» EXERCISE DIRECTIONS: Please update the listing from the line with "Report the location of each instance of the arched" up to and including the line with "x=605, y=400" by changing "baseboard" to "skirting board" and leaving everything else as it is. Return only those lines.

» Records from a point-labeling set:
====================
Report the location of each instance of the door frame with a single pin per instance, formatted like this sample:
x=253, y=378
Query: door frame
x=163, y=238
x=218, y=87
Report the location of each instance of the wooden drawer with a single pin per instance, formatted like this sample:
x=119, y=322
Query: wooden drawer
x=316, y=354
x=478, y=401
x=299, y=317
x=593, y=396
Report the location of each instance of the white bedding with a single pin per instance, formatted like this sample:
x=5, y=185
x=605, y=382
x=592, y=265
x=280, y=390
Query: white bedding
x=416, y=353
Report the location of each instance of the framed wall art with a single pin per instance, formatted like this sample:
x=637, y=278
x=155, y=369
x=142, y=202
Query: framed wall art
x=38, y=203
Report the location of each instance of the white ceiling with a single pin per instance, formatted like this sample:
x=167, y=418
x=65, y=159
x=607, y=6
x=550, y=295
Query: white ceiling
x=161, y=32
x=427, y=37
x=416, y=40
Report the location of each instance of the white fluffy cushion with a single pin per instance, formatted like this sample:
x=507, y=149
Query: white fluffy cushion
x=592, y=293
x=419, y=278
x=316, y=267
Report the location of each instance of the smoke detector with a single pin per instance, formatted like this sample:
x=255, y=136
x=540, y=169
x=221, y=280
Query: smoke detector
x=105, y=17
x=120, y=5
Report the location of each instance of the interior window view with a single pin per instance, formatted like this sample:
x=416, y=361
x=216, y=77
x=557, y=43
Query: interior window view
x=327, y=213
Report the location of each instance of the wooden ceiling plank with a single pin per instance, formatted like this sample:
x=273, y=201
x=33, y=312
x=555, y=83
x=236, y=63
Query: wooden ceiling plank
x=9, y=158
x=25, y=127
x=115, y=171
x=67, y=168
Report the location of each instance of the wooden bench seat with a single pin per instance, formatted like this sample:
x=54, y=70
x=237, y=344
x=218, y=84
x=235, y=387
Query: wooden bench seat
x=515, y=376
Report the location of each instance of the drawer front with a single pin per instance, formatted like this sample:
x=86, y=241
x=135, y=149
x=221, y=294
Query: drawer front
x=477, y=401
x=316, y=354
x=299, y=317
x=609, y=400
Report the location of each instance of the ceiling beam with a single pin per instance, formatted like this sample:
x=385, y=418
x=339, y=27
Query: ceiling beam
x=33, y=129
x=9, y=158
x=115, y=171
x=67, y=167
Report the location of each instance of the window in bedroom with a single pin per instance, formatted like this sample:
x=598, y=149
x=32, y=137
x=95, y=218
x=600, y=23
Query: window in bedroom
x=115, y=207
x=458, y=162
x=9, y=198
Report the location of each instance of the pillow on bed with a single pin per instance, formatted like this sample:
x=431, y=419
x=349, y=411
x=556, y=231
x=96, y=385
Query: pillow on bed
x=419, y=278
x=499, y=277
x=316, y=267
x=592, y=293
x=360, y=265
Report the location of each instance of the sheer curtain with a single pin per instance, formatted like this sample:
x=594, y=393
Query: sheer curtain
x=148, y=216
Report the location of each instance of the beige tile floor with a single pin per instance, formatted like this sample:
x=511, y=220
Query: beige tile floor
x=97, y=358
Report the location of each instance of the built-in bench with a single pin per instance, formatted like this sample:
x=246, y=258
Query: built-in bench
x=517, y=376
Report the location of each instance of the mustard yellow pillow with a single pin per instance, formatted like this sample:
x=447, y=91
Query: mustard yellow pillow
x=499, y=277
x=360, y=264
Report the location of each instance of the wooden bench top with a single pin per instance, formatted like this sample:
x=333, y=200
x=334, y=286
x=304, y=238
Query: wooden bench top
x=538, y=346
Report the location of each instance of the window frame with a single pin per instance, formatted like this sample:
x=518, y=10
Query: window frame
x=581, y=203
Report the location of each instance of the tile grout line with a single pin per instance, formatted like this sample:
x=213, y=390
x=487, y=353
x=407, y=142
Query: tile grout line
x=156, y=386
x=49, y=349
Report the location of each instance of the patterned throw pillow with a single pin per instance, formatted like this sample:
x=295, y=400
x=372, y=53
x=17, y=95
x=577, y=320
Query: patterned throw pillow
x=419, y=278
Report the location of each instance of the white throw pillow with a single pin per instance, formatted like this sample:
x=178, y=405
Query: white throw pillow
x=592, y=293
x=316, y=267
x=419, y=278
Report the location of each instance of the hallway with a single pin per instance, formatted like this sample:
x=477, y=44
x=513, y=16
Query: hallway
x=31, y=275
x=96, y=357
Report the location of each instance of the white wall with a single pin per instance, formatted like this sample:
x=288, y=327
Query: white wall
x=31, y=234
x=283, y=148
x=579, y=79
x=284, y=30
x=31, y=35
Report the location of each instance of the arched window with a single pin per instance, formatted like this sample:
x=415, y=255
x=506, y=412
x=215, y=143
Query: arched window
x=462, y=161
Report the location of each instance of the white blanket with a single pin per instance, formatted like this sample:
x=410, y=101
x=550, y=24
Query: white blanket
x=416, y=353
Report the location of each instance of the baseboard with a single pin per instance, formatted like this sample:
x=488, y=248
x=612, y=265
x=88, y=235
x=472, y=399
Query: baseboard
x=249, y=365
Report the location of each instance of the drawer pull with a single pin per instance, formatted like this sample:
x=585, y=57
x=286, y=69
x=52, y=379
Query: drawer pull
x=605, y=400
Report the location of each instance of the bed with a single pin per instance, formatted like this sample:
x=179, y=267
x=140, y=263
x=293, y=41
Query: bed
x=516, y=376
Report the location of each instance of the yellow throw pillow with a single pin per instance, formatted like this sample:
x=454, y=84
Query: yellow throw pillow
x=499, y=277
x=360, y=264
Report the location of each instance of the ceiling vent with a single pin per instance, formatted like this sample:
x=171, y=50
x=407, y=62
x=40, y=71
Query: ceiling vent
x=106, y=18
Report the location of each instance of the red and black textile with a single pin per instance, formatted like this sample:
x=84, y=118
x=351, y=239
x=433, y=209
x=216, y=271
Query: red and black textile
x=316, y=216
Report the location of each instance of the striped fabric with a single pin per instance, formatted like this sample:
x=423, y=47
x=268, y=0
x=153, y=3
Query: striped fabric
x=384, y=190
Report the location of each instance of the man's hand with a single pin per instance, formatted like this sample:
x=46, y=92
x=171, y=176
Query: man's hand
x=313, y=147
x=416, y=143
====================
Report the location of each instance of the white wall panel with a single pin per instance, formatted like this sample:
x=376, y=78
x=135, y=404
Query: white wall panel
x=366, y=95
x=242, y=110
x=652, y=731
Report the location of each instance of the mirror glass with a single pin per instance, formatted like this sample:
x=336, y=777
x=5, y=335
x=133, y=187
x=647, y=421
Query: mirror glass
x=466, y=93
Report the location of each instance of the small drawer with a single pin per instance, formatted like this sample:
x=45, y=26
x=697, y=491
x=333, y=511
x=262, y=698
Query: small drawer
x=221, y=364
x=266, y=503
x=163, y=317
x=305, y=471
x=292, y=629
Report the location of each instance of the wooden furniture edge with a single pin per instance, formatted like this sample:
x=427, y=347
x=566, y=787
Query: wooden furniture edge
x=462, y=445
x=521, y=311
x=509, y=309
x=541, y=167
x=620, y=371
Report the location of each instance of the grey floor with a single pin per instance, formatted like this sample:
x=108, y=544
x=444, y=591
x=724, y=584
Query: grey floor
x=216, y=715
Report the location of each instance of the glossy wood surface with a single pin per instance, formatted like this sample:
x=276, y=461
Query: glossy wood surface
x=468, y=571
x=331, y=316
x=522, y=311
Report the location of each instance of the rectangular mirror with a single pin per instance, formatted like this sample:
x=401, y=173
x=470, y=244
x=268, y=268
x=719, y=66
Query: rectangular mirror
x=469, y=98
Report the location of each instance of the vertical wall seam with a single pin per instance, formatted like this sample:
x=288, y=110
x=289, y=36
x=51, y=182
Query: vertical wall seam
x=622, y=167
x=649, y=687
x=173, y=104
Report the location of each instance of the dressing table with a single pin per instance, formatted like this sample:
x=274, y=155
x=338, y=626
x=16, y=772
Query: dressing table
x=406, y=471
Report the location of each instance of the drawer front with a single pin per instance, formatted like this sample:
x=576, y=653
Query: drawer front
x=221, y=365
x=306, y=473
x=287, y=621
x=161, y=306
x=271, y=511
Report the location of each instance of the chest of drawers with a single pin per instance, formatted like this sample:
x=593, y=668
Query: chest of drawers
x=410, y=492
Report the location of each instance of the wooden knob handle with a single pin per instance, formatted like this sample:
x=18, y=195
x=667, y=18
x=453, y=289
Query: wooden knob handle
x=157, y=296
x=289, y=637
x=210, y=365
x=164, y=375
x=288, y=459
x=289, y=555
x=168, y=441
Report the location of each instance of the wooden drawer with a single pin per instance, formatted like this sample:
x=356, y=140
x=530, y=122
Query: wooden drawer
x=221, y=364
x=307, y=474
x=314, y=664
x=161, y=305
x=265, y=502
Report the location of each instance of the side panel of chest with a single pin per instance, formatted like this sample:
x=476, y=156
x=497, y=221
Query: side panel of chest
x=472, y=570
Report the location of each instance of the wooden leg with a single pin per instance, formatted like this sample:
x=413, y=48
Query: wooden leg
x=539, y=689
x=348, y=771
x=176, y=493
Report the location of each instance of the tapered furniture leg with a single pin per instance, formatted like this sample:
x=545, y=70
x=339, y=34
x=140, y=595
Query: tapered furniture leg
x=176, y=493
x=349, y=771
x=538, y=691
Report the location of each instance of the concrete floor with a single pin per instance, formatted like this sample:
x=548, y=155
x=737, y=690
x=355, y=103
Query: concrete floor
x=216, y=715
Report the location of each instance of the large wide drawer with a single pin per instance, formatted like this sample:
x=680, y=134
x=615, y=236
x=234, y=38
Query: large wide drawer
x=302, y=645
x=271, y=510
====================
» RIGHT ANSWER:
Report the location of each instance of the arched window with a single pin per instance, formatted like this sample:
x=415, y=255
x=506, y=412
x=215, y=143
Query: arched window
x=462, y=161
Report the location of each instance of the white blanket with a single pin per instance, formatted like this sample:
x=410, y=101
x=550, y=24
Query: white blanket
x=416, y=353
Report the location of each instance of the skirting board with a single pin per instance, formatted like this sample:
x=488, y=248
x=612, y=265
x=88, y=235
x=472, y=399
Query: skirting board
x=249, y=365
Report the location of each instance of the drawer pull with a single pin per instance, formatted like this sample:
x=585, y=57
x=286, y=69
x=52, y=379
Query: drawer pull
x=605, y=400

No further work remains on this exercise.